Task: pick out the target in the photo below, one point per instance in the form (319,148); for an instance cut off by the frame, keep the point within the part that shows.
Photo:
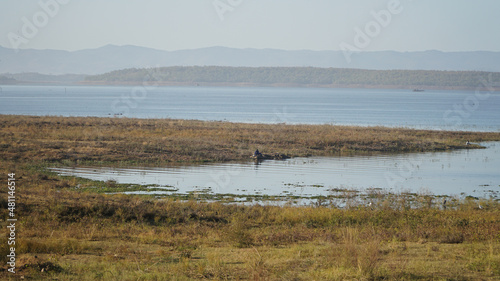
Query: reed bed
(70,233)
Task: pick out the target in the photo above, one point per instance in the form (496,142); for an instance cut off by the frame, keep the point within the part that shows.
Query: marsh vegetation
(70,233)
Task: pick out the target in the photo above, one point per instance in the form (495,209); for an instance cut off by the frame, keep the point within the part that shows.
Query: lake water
(474,172)
(432,109)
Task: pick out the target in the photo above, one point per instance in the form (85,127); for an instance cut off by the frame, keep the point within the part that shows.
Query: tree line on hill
(306,76)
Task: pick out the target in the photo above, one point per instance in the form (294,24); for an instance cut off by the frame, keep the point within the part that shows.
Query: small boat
(275,156)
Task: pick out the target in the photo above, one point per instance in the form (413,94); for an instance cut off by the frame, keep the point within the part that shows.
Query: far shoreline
(253,85)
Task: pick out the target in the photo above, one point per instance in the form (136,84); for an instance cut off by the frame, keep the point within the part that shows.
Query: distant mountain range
(110,57)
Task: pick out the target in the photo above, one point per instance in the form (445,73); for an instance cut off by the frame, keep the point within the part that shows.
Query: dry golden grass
(74,235)
(64,234)
(115,140)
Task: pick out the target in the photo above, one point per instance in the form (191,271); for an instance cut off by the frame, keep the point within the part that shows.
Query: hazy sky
(447,25)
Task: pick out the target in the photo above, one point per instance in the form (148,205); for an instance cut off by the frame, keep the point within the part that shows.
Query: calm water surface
(473,172)
(450,110)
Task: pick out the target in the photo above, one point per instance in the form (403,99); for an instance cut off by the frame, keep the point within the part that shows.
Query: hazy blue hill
(110,57)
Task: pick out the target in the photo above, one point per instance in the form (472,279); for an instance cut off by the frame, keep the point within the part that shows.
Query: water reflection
(464,172)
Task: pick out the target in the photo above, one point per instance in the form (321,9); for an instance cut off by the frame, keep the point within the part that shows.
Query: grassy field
(64,233)
(144,141)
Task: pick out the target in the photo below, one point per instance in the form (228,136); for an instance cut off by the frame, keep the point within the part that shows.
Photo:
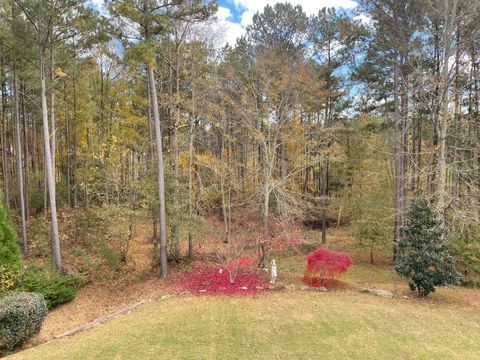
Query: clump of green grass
(291,325)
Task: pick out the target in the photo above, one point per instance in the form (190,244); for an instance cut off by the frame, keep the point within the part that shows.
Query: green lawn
(287,325)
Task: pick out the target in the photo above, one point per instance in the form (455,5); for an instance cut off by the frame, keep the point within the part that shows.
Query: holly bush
(423,255)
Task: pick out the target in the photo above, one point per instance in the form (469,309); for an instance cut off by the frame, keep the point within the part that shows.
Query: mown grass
(287,325)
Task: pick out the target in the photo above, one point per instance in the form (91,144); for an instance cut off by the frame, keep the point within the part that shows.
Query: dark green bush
(21,317)
(424,256)
(57,289)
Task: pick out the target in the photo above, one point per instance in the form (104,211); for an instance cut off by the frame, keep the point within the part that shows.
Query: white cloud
(309,6)
(230,30)
(364,19)
(247,8)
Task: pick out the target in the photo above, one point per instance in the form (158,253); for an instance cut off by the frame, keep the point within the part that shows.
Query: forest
(138,145)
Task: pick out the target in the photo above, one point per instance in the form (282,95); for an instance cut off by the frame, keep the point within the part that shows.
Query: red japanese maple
(215,279)
(325,266)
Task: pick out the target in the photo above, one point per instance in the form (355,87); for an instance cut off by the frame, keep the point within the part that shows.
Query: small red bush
(205,279)
(324,266)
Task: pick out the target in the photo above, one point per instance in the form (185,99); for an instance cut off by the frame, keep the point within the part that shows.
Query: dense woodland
(339,119)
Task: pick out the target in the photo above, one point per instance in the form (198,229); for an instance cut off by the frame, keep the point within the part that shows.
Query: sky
(235,15)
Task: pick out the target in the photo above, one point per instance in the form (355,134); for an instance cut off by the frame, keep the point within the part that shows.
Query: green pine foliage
(10,258)
(423,255)
(56,289)
(9,249)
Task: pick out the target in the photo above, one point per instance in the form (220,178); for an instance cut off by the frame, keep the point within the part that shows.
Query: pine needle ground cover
(288,325)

## WORK TO COMPLETE
Starting from the line with "the form (355,134);" and ending with the final line of the data, quote every line exactly, both ends included.

## WRITTEN RESPONSE
Task: pick out the target in the photo above, one point per instance in the form (355,134); for an instance cut off by the frame, keep the point within the part that shows.
Query: green pine foliage
(10,258)
(423,255)
(56,289)
(9,249)
Task: pick out the target in the photo above, one point per instance in the form (220,178); for an instance cut off by the frame, keep the point within the part that shows.
Query: pine needle ground cover
(288,325)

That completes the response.